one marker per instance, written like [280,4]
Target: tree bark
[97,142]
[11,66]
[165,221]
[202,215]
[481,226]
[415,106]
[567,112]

-.-.-

■ **What is being asked**
Every record shown above should be written out again exactly.

■ **Task solution**
one marker per instance, written like [280,4]
Target: tree bark
[97,142]
[11,66]
[165,221]
[202,215]
[481,226]
[415,106]
[567,112]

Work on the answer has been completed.